Instructions for the task:
Show each line from the records below in which the word "helmet" occurs.

The records START

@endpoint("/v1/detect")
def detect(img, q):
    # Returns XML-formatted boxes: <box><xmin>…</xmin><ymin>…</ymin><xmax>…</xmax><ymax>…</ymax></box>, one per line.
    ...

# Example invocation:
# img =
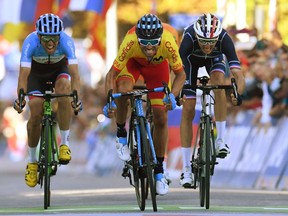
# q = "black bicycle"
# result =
<box><xmin>186</xmin><ymin>76</ymin><xmax>239</xmax><ymax>209</ymax></box>
<box><xmin>18</xmin><ymin>83</ymin><xmax>79</xmax><ymax>209</ymax></box>
<box><xmin>107</xmin><ymin>83</ymin><xmax>171</xmax><ymax>212</ymax></box>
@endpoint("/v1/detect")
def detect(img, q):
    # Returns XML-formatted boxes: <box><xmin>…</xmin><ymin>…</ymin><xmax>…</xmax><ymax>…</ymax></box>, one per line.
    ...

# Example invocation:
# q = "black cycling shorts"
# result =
<box><xmin>27</xmin><ymin>58</ymin><xmax>70</xmax><ymax>94</ymax></box>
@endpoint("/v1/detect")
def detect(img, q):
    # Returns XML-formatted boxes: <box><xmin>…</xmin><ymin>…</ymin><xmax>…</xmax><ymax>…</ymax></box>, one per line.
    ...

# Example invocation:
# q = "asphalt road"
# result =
<box><xmin>1</xmin><ymin>158</ymin><xmax>288</xmax><ymax>216</ymax></box>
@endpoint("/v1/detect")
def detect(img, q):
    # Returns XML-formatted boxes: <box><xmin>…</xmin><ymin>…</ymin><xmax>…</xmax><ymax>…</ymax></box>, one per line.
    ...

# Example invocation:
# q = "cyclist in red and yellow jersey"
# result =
<box><xmin>104</xmin><ymin>14</ymin><xmax>186</xmax><ymax>196</ymax></box>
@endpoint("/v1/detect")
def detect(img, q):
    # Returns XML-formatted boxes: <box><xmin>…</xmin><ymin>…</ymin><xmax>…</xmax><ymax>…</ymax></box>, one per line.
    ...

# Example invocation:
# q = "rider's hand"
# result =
<box><xmin>163</xmin><ymin>93</ymin><xmax>176</xmax><ymax>110</ymax></box>
<box><xmin>103</xmin><ymin>101</ymin><xmax>117</xmax><ymax>118</ymax></box>
<box><xmin>231</xmin><ymin>93</ymin><xmax>242</xmax><ymax>106</ymax></box>
<box><xmin>175</xmin><ymin>94</ymin><xmax>187</xmax><ymax>106</ymax></box>
<box><xmin>71</xmin><ymin>100</ymin><xmax>83</xmax><ymax>113</ymax></box>
<box><xmin>13</xmin><ymin>98</ymin><xmax>26</xmax><ymax>113</ymax></box>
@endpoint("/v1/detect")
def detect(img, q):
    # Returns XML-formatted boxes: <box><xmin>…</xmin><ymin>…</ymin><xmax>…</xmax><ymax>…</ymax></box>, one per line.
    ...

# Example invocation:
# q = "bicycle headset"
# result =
<box><xmin>136</xmin><ymin>14</ymin><xmax>163</xmax><ymax>39</ymax></box>
<box><xmin>193</xmin><ymin>13</ymin><xmax>222</xmax><ymax>39</ymax></box>
<box><xmin>36</xmin><ymin>13</ymin><xmax>63</xmax><ymax>35</ymax></box>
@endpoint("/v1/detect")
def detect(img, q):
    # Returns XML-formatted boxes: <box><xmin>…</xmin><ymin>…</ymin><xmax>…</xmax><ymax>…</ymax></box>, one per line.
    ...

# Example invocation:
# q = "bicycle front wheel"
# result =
<box><xmin>139</xmin><ymin>117</ymin><xmax>157</xmax><ymax>212</ymax></box>
<box><xmin>204</xmin><ymin>117</ymin><xmax>211</xmax><ymax>209</ymax></box>
<box><xmin>129</xmin><ymin>125</ymin><xmax>146</xmax><ymax>211</ymax></box>
<box><xmin>43</xmin><ymin>120</ymin><xmax>51</xmax><ymax>209</ymax></box>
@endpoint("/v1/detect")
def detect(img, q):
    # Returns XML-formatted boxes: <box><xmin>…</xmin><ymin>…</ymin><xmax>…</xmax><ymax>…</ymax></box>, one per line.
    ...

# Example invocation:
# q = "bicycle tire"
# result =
<box><xmin>43</xmin><ymin>120</ymin><xmax>51</xmax><ymax>209</ymax></box>
<box><xmin>139</xmin><ymin>117</ymin><xmax>157</xmax><ymax>212</ymax></box>
<box><xmin>204</xmin><ymin>117</ymin><xmax>211</xmax><ymax>209</ymax></box>
<box><xmin>198</xmin><ymin>122</ymin><xmax>205</xmax><ymax>207</ymax></box>
<box><xmin>129</xmin><ymin>125</ymin><xmax>146</xmax><ymax>211</ymax></box>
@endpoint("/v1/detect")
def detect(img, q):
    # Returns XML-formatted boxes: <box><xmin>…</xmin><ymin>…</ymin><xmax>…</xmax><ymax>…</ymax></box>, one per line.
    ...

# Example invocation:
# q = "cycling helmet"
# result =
<box><xmin>136</xmin><ymin>14</ymin><xmax>163</xmax><ymax>39</ymax></box>
<box><xmin>36</xmin><ymin>13</ymin><xmax>63</xmax><ymax>35</ymax></box>
<box><xmin>193</xmin><ymin>13</ymin><xmax>222</xmax><ymax>38</ymax></box>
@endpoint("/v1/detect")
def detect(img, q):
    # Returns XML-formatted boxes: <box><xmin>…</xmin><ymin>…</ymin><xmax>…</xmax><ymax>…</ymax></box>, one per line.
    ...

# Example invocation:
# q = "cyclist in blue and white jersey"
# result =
<box><xmin>13</xmin><ymin>13</ymin><xmax>82</xmax><ymax>187</ymax></box>
<box><xmin>178</xmin><ymin>13</ymin><xmax>245</xmax><ymax>188</ymax></box>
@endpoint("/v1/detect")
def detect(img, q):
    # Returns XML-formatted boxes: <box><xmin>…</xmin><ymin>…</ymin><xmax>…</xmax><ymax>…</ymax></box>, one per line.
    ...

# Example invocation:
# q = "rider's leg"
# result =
<box><xmin>152</xmin><ymin>107</ymin><xmax>169</xmax><ymax>195</ymax></box>
<box><xmin>55</xmin><ymin>77</ymin><xmax>71</xmax><ymax>141</ymax></box>
<box><xmin>210</xmin><ymin>71</ymin><xmax>230</xmax><ymax>156</ymax></box>
<box><xmin>180</xmin><ymin>99</ymin><xmax>196</xmax><ymax>187</ymax></box>
<box><xmin>25</xmin><ymin>97</ymin><xmax>43</xmax><ymax>187</ymax></box>
<box><xmin>27</xmin><ymin>97</ymin><xmax>44</xmax><ymax>162</ymax></box>
<box><xmin>114</xmin><ymin>78</ymin><xmax>134</xmax><ymax>161</ymax></box>
<box><xmin>55</xmin><ymin>77</ymin><xmax>73</xmax><ymax>163</ymax></box>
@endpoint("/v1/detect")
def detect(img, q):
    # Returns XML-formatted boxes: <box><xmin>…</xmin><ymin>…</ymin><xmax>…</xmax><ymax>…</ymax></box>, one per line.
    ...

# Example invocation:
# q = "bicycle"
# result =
<box><xmin>107</xmin><ymin>83</ymin><xmax>171</xmax><ymax>212</ymax></box>
<box><xmin>185</xmin><ymin>76</ymin><xmax>240</xmax><ymax>209</ymax></box>
<box><xmin>17</xmin><ymin>82</ymin><xmax>79</xmax><ymax>209</ymax></box>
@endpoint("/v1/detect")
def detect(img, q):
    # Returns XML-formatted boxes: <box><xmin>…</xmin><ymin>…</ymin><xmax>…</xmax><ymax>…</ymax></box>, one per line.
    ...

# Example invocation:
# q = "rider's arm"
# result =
<box><xmin>221</xmin><ymin>31</ymin><xmax>246</xmax><ymax>95</ymax></box>
<box><xmin>171</xmin><ymin>69</ymin><xmax>186</xmax><ymax>97</ymax></box>
<box><xmin>17</xmin><ymin>67</ymin><xmax>31</xmax><ymax>94</ymax></box>
<box><xmin>105</xmin><ymin>66</ymin><xmax>119</xmax><ymax>95</ymax></box>
<box><xmin>231</xmin><ymin>68</ymin><xmax>245</xmax><ymax>95</ymax></box>
<box><xmin>68</xmin><ymin>64</ymin><xmax>81</xmax><ymax>93</ymax></box>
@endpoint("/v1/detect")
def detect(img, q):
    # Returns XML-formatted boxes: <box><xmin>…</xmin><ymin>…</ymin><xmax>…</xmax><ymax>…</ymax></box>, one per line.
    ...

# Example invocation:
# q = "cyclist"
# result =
<box><xmin>103</xmin><ymin>14</ymin><xmax>186</xmax><ymax>195</ymax></box>
<box><xmin>13</xmin><ymin>13</ymin><xmax>82</xmax><ymax>187</ymax></box>
<box><xmin>178</xmin><ymin>13</ymin><xmax>245</xmax><ymax>188</ymax></box>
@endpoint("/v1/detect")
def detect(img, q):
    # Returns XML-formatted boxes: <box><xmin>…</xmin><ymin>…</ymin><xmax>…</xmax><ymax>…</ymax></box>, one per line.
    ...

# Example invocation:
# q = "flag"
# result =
<box><xmin>69</xmin><ymin>0</ymin><xmax>104</xmax><ymax>13</ymax></box>
<box><xmin>0</xmin><ymin>0</ymin><xmax>59</xmax><ymax>42</ymax></box>
<box><xmin>88</xmin><ymin>0</ymin><xmax>113</xmax><ymax>58</ymax></box>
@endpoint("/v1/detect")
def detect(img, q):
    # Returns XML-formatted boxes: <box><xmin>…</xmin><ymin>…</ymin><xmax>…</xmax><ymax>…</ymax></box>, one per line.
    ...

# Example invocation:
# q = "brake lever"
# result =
<box><xmin>18</xmin><ymin>88</ymin><xmax>25</xmax><ymax>113</ymax></box>
<box><xmin>231</xmin><ymin>78</ymin><xmax>242</xmax><ymax>105</ymax></box>
<box><xmin>72</xmin><ymin>90</ymin><xmax>79</xmax><ymax>116</ymax></box>
<box><xmin>107</xmin><ymin>89</ymin><xmax>113</xmax><ymax>110</ymax></box>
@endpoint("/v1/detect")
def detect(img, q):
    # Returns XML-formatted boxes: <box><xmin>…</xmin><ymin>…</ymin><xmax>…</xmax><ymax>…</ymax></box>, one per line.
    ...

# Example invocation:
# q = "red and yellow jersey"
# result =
<box><xmin>112</xmin><ymin>25</ymin><xmax>183</xmax><ymax>74</ymax></box>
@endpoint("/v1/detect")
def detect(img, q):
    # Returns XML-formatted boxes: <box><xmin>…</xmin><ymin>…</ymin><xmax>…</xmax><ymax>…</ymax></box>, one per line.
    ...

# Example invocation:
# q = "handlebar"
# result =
<box><xmin>182</xmin><ymin>76</ymin><xmax>241</xmax><ymax>105</ymax></box>
<box><xmin>106</xmin><ymin>82</ymin><xmax>171</xmax><ymax>109</ymax></box>
<box><xmin>17</xmin><ymin>88</ymin><xmax>80</xmax><ymax>115</ymax></box>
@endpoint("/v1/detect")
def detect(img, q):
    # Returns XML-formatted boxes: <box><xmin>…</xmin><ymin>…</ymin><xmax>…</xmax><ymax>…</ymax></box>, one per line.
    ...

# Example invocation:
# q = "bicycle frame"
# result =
<box><xmin>109</xmin><ymin>85</ymin><xmax>170</xmax><ymax>212</ymax></box>
<box><xmin>189</xmin><ymin>76</ymin><xmax>239</xmax><ymax>209</ymax></box>
<box><xmin>18</xmin><ymin>87</ymin><xmax>79</xmax><ymax>209</ymax></box>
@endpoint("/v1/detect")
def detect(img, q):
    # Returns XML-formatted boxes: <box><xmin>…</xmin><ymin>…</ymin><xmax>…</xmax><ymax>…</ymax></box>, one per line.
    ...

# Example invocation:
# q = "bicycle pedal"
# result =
<box><xmin>58</xmin><ymin>160</ymin><xmax>70</xmax><ymax>165</ymax></box>
<box><xmin>216</xmin><ymin>153</ymin><xmax>227</xmax><ymax>159</ymax></box>
<box><xmin>122</xmin><ymin>168</ymin><xmax>130</xmax><ymax>178</ymax></box>
<box><xmin>183</xmin><ymin>183</ymin><xmax>194</xmax><ymax>189</ymax></box>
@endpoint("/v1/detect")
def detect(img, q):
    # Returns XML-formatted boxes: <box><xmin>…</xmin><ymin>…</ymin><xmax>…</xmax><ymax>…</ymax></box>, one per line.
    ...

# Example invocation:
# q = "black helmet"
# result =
<box><xmin>36</xmin><ymin>13</ymin><xmax>63</xmax><ymax>35</ymax></box>
<box><xmin>136</xmin><ymin>14</ymin><xmax>163</xmax><ymax>39</ymax></box>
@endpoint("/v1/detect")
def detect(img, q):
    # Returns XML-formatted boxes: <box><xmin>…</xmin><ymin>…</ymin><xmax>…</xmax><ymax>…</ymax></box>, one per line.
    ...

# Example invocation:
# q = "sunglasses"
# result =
<box><xmin>40</xmin><ymin>35</ymin><xmax>60</xmax><ymax>43</ymax></box>
<box><xmin>196</xmin><ymin>35</ymin><xmax>218</xmax><ymax>45</ymax></box>
<box><xmin>138</xmin><ymin>38</ymin><xmax>161</xmax><ymax>46</ymax></box>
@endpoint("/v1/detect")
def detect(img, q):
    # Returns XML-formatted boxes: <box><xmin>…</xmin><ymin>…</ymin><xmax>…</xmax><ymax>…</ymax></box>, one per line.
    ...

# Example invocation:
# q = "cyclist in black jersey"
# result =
<box><xmin>178</xmin><ymin>13</ymin><xmax>245</xmax><ymax>188</ymax></box>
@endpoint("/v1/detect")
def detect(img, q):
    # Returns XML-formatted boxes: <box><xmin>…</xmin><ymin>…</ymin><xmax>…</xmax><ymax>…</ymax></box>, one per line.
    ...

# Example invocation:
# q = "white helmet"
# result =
<box><xmin>193</xmin><ymin>13</ymin><xmax>222</xmax><ymax>38</ymax></box>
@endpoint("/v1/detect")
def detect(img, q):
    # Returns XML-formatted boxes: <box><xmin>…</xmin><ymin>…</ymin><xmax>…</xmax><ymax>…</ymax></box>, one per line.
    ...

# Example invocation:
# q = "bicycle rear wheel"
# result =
<box><xmin>129</xmin><ymin>125</ymin><xmax>147</xmax><ymax>211</ymax></box>
<box><xmin>139</xmin><ymin>117</ymin><xmax>157</xmax><ymax>212</ymax></box>
<box><xmin>43</xmin><ymin>121</ymin><xmax>51</xmax><ymax>209</ymax></box>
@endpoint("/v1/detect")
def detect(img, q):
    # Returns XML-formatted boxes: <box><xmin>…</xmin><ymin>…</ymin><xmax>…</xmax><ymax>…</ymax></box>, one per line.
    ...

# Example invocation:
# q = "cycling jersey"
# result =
<box><xmin>112</xmin><ymin>25</ymin><xmax>183</xmax><ymax>108</ymax></box>
<box><xmin>20</xmin><ymin>31</ymin><xmax>78</xmax><ymax>68</ymax></box>
<box><xmin>180</xmin><ymin>24</ymin><xmax>241</xmax><ymax>98</ymax></box>
<box><xmin>20</xmin><ymin>31</ymin><xmax>78</xmax><ymax>96</ymax></box>
<box><xmin>112</xmin><ymin>26</ymin><xmax>183</xmax><ymax>73</ymax></box>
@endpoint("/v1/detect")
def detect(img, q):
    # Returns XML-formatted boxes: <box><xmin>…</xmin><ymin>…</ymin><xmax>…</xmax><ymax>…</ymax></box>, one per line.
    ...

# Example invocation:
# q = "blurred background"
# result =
<box><xmin>1</xmin><ymin>0</ymin><xmax>288</xmax><ymax>190</ymax></box>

The records END

Answer for the task:
# q = "cycling helmet"
# q = "black helmet"
# q = "white helmet"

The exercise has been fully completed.